* _What is expected_: Begin at the line that has "(format x=142, y=115)" and stop after the last line of the records. Write out those lines again with "power outlet" replaced by "wall socket" and everything else left as it is.
:: Raw data ::
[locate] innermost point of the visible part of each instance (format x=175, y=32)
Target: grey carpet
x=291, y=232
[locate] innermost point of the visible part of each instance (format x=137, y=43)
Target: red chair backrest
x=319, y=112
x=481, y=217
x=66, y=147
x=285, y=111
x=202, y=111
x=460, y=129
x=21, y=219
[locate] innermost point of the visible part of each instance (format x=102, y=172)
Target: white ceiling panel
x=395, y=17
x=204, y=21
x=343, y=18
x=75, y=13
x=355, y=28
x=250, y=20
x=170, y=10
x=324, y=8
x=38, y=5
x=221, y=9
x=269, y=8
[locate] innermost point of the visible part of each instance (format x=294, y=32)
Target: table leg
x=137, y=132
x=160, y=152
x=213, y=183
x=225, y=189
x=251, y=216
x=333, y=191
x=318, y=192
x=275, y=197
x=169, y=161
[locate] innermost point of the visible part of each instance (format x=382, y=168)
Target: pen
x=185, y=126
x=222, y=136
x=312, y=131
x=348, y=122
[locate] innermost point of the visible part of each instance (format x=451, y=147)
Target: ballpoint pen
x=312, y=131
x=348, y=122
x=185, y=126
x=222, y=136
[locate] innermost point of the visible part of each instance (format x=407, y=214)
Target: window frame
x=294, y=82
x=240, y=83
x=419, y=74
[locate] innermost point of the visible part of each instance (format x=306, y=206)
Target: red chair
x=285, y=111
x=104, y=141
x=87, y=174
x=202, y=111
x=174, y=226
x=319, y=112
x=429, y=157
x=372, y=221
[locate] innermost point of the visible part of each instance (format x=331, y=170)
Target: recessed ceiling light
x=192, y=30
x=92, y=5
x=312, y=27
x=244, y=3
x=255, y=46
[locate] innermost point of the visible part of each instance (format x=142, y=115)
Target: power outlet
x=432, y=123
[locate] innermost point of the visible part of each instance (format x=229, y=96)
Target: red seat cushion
:::
* _Solution to the problem_:
[locate] innermost point of the visible part of each instance (format x=142, y=115)
Target: wall socket
x=432, y=123
[locate] innermost point of the visible part of each instance (format x=229, y=96)
Target: red seat cushion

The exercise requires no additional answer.